--- start Extract provided ---

While the planets in our Solar System are astonishingly diverse, all of them move around the Sun in approximately the same orbital plane, in the same direction, and primarily in circular orbits. Over the past 25 years Butler's work has focused on improving the measurement precision of stellar Doppler velocities, from 300 meters per second in the 1980s to 1 meter a second in the 2010s to detect planets around other stars. The ultimate goal is to find planets that resemble the Earth.
Butler designed and built the iodine absorption cell system at Lick Observatory, which resulted in the discovery of 5 of the first 6 known extrasolar planets. This instrument has become the de facto standard for precision Doppler studies, having been adopted by teams at the University of Texas, Harvard, Europe, and Japan. In addition, Butler built the iodine systems at the Keck, Anglo-Australian, and Magellan Telescopes. The original iodine cell (still in use at Lick) has been requested by the Smithsonian Institution upon its retirement.
Along with his collaborators at Lick, Keck, AAT, and Magellan, Butler has discovered hundreds of extrasolar planets, including the first planet to transit its host star, the first sub-Saturn mass planets, the first Neptune-mass planet, and the first terrestrial mass planet. This work has been featured on several front page articles in the New York Times and Washington Post, as well as a TIME magazine cover story.

--- end Extract provided ---
--- start Data excerpts ---

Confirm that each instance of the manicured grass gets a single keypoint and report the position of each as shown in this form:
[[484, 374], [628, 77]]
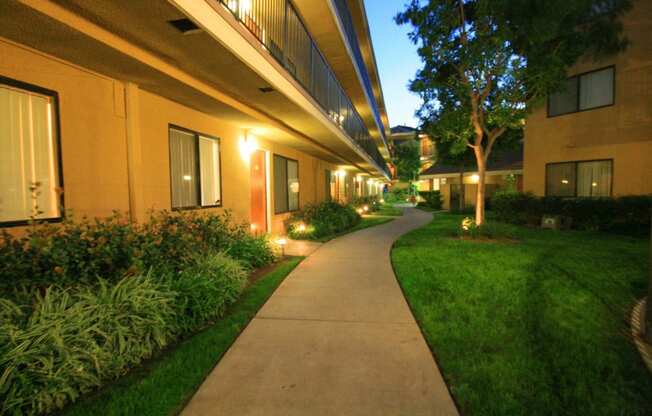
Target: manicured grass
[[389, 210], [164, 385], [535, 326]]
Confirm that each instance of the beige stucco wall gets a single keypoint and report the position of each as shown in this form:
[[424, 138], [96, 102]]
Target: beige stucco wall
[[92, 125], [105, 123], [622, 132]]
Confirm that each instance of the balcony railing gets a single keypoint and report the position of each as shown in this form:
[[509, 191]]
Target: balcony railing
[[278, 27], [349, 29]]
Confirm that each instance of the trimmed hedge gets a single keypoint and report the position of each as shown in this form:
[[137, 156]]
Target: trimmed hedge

--- end Data excerpts ---

= What to work on =
(1) Translate this sentence from the passage on Butler's planet searches into Spanish: "The ultimate goal is to find planets that resemble the Earth."
(2) The passage on Butler's planet searches names several "first" discoveries made by Butler and his collaborators. List every one of them.
Nothing in the stored records is needed for this work.

= Answer list =
(1) El objetivo final es encontrar planetas que se parezcan a la Tierra.

(2)
- The first planet to transit its host star
- The first sub-Saturn mass planets
- The first Neptune-mass planet
- The first terrestrial mass planet